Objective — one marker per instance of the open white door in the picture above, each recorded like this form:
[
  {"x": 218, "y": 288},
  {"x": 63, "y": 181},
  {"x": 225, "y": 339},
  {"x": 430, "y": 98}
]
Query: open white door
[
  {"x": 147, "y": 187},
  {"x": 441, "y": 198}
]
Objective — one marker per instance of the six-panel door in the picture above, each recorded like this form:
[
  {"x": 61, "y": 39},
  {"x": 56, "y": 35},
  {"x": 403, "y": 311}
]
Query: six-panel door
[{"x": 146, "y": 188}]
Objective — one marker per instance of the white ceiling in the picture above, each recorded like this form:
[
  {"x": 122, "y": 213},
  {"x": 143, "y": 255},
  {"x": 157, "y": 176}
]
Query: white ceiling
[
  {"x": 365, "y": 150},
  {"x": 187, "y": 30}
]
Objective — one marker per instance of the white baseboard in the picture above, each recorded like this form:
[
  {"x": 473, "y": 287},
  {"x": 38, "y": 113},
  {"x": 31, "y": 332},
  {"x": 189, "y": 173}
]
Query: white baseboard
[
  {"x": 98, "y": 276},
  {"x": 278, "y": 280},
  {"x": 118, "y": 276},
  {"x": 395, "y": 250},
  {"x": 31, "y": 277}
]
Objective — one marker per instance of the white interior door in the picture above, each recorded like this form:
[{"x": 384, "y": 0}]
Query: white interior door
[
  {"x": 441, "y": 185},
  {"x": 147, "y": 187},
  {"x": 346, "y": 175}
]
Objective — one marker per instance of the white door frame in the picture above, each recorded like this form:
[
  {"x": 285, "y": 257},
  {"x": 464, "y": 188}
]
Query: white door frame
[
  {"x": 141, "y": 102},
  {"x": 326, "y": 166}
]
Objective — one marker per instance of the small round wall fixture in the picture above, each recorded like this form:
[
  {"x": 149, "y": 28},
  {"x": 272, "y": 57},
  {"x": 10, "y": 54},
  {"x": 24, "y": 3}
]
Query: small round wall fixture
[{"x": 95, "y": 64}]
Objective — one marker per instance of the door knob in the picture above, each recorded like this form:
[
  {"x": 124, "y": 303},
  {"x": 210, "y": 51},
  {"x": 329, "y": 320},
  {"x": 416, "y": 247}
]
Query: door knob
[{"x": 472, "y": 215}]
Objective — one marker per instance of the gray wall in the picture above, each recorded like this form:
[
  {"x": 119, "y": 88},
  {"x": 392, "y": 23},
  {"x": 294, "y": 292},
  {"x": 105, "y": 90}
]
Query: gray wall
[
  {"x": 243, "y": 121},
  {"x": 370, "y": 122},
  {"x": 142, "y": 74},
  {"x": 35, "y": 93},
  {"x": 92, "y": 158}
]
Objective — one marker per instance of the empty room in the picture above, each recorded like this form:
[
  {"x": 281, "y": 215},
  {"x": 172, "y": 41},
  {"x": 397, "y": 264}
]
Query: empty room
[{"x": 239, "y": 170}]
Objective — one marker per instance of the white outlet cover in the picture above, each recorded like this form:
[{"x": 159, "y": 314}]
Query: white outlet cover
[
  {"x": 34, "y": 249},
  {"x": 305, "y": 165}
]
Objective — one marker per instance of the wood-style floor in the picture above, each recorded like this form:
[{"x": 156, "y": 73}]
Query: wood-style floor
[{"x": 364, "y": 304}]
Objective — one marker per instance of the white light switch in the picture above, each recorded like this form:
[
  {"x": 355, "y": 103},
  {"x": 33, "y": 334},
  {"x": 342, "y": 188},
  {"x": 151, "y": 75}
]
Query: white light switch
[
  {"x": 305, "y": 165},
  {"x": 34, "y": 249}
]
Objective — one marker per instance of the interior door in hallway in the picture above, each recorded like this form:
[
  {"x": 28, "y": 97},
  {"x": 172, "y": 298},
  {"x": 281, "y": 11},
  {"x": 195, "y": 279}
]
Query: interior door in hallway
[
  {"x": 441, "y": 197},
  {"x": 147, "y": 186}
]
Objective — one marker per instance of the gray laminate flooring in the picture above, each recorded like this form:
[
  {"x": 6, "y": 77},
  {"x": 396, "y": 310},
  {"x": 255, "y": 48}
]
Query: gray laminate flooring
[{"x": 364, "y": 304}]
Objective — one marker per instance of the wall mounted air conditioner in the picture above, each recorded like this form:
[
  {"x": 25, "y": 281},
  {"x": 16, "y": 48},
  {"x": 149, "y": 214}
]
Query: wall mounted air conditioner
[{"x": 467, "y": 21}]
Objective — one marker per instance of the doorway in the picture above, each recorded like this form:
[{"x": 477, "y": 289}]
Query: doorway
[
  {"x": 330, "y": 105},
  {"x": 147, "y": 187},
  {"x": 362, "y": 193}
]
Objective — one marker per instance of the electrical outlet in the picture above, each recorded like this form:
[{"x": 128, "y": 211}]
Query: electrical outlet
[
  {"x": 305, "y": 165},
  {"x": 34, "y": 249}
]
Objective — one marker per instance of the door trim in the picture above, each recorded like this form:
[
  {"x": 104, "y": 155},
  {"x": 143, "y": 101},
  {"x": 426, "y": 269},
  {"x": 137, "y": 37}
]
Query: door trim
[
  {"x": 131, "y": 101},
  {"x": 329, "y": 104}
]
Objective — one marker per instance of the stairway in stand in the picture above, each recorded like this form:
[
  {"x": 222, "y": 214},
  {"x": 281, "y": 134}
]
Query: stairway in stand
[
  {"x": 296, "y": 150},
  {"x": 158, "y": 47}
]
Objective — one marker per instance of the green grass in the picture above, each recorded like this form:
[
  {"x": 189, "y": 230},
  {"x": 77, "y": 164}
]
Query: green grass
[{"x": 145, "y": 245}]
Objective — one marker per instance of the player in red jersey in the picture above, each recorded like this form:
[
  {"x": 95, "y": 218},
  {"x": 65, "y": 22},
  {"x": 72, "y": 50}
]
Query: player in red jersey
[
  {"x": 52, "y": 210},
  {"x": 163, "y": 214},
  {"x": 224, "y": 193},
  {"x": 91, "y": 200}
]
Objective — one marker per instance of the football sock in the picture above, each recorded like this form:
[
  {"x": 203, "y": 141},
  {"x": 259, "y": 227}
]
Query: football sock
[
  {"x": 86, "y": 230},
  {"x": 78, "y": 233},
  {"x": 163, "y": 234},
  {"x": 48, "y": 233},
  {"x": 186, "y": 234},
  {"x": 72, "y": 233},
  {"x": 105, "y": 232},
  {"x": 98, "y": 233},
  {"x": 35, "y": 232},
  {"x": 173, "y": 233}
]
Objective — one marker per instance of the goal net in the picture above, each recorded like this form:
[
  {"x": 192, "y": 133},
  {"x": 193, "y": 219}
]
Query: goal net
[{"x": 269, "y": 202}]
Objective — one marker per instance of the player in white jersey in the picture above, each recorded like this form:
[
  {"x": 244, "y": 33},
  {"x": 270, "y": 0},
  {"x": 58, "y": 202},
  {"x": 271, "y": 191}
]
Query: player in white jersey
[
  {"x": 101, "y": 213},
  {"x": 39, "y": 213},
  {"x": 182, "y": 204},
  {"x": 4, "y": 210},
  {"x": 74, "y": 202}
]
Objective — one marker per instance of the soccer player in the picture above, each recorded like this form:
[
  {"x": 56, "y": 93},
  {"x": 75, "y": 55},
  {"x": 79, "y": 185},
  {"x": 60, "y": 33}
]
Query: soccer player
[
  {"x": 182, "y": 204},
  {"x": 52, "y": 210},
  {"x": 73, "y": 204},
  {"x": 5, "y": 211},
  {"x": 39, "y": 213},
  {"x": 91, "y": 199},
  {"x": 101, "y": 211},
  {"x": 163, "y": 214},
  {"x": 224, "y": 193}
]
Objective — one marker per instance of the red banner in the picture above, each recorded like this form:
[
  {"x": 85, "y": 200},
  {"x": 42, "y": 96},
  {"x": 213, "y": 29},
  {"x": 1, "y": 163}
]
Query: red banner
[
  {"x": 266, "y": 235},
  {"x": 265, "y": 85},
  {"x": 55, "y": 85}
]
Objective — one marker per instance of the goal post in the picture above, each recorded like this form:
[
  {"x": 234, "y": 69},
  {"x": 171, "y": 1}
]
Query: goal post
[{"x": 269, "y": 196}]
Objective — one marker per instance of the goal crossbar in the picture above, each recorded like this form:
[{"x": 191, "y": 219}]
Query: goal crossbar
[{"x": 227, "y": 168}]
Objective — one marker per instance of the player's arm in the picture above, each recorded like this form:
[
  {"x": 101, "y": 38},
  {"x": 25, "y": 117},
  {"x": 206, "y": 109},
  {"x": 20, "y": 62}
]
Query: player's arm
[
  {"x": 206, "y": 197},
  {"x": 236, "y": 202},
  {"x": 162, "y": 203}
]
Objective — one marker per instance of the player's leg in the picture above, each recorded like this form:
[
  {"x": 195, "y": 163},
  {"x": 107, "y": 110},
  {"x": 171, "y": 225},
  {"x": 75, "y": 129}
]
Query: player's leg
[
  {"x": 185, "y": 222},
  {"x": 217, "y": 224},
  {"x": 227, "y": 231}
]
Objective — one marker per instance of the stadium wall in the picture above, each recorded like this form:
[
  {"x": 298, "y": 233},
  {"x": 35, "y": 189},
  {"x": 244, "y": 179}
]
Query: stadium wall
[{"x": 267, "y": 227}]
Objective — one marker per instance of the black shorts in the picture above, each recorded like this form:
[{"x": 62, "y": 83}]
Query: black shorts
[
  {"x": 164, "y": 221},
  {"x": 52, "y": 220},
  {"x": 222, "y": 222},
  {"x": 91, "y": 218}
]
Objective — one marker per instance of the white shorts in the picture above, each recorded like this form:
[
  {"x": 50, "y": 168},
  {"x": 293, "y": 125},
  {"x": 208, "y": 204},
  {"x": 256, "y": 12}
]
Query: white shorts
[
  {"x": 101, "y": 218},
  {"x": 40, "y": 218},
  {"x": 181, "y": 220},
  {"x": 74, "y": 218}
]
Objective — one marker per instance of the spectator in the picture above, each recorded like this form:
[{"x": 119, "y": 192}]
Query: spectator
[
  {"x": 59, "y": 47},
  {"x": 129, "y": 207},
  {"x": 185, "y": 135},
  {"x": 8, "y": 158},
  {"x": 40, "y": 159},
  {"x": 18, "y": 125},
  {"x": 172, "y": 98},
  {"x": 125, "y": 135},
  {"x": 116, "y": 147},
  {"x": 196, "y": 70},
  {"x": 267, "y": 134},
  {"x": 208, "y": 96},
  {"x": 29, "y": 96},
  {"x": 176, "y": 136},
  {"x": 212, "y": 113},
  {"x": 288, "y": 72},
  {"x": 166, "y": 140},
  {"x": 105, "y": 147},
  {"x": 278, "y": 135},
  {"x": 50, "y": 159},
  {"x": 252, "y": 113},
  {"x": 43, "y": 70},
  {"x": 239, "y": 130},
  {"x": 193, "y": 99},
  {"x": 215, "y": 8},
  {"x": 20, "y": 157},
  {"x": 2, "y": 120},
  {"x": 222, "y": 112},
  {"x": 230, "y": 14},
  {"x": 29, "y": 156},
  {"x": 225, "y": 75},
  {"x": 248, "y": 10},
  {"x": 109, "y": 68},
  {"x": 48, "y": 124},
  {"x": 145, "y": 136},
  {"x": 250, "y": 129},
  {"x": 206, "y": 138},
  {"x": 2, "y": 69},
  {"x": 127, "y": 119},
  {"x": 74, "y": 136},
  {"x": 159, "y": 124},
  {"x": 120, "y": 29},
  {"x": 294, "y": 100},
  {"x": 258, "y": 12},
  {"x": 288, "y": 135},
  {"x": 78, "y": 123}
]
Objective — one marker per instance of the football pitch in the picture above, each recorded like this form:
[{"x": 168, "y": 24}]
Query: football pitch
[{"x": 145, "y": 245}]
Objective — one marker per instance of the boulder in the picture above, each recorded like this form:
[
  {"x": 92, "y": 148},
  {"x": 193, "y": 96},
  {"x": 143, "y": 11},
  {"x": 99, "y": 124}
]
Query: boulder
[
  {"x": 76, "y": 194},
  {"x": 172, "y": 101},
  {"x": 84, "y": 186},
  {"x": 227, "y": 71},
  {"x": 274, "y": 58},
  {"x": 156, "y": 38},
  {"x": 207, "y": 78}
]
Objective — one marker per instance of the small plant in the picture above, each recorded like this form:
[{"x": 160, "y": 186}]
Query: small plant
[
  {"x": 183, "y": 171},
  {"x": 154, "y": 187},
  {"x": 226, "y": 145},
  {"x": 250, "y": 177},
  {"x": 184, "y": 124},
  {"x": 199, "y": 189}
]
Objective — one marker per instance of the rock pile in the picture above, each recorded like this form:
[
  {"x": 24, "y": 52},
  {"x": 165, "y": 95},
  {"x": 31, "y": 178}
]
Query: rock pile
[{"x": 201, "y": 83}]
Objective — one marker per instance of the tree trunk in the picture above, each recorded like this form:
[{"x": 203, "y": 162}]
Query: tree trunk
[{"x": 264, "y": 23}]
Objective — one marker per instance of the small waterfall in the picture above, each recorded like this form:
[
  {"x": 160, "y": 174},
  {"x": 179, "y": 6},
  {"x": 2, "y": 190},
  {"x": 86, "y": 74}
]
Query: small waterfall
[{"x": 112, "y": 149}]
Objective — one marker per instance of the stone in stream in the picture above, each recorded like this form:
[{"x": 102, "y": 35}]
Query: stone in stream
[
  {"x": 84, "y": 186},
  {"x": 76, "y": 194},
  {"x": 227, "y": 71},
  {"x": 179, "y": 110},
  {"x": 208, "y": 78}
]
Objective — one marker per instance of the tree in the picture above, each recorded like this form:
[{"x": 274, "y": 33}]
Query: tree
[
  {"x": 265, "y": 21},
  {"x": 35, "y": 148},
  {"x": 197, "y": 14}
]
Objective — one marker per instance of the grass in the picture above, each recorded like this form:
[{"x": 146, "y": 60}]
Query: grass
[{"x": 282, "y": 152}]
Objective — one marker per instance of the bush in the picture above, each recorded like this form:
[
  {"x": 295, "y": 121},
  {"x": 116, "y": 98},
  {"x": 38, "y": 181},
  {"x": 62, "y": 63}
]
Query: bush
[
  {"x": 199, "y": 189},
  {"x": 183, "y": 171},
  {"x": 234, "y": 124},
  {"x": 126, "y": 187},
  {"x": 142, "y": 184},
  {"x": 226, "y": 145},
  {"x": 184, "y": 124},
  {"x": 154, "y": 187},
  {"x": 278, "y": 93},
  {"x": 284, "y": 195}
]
────────────────────
YOUR OBJECTIVE
From the material above, copy exactly the lines between the line holding "Query: gray laminate flooring" and the line holding "Objective — one marker per instance of the doorway", inclusive, and only those.

ANSWER SPACE
Query: gray laminate flooring
[{"x": 364, "y": 304}]
Objective — one marker per instance of the wall mounted air conditioner in the picture above, each recorded like this form:
[
  {"x": 25, "y": 281},
  {"x": 16, "y": 48},
  {"x": 149, "y": 214}
]
Query: wall mounted air conditioner
[{"x": 467, "y": 21}]
Objective — one marker per instance of the doorway in the picture above, each recorded like this form:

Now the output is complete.